▶ **Task**
Report every line of the data that includes "Could".

▶ **Data under study**

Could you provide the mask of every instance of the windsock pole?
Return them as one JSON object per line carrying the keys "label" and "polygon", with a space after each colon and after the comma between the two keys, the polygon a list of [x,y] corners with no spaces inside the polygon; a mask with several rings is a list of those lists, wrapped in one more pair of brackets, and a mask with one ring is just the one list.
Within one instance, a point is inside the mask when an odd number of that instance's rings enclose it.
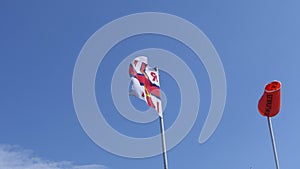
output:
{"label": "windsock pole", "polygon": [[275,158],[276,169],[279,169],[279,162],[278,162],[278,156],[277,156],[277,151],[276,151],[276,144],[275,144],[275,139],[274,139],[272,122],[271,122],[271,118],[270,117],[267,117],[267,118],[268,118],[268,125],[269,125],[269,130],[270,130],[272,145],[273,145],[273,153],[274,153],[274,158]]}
--
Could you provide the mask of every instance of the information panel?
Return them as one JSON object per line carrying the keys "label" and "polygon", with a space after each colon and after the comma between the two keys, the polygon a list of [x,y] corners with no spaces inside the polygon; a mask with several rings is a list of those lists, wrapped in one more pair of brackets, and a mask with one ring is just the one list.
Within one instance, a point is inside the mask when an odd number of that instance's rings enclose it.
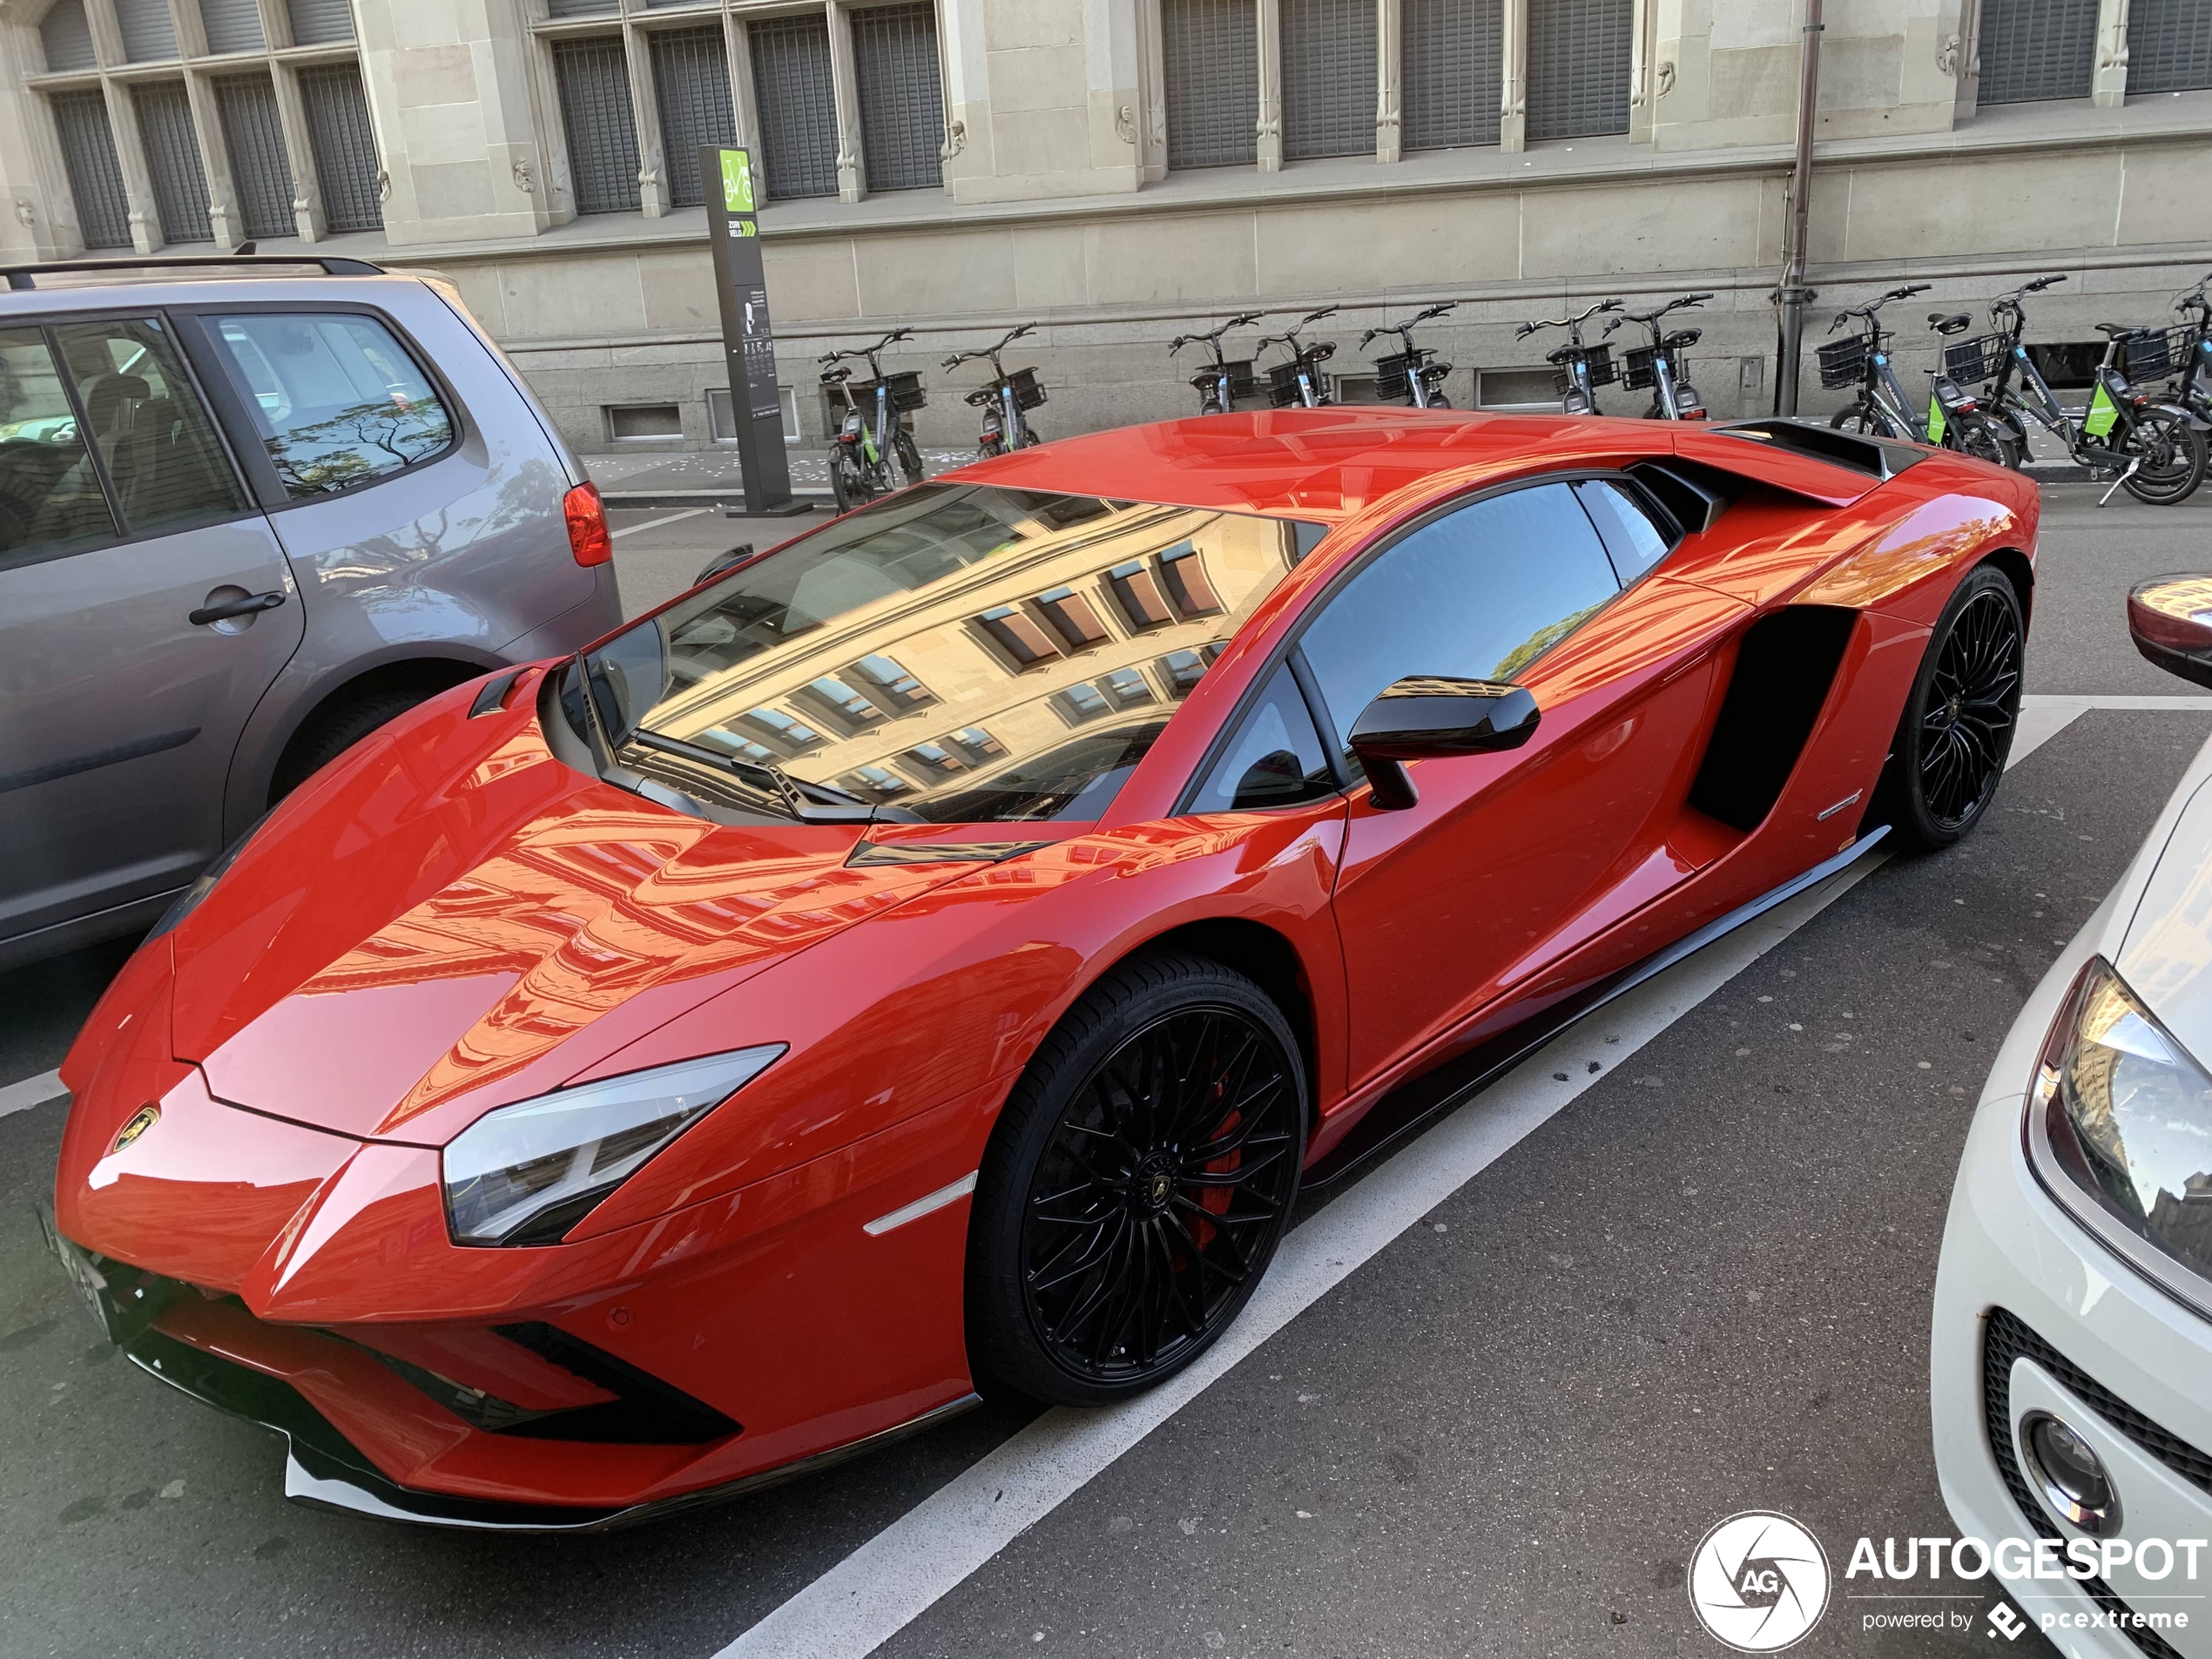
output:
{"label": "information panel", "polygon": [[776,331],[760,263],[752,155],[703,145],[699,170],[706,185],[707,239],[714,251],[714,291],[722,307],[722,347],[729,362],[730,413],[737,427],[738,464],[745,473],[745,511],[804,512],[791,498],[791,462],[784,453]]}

▶ **Response**
Could you provide the mask of every instance of the windsock pole?
Could you provide the mask of every instance of the information panel?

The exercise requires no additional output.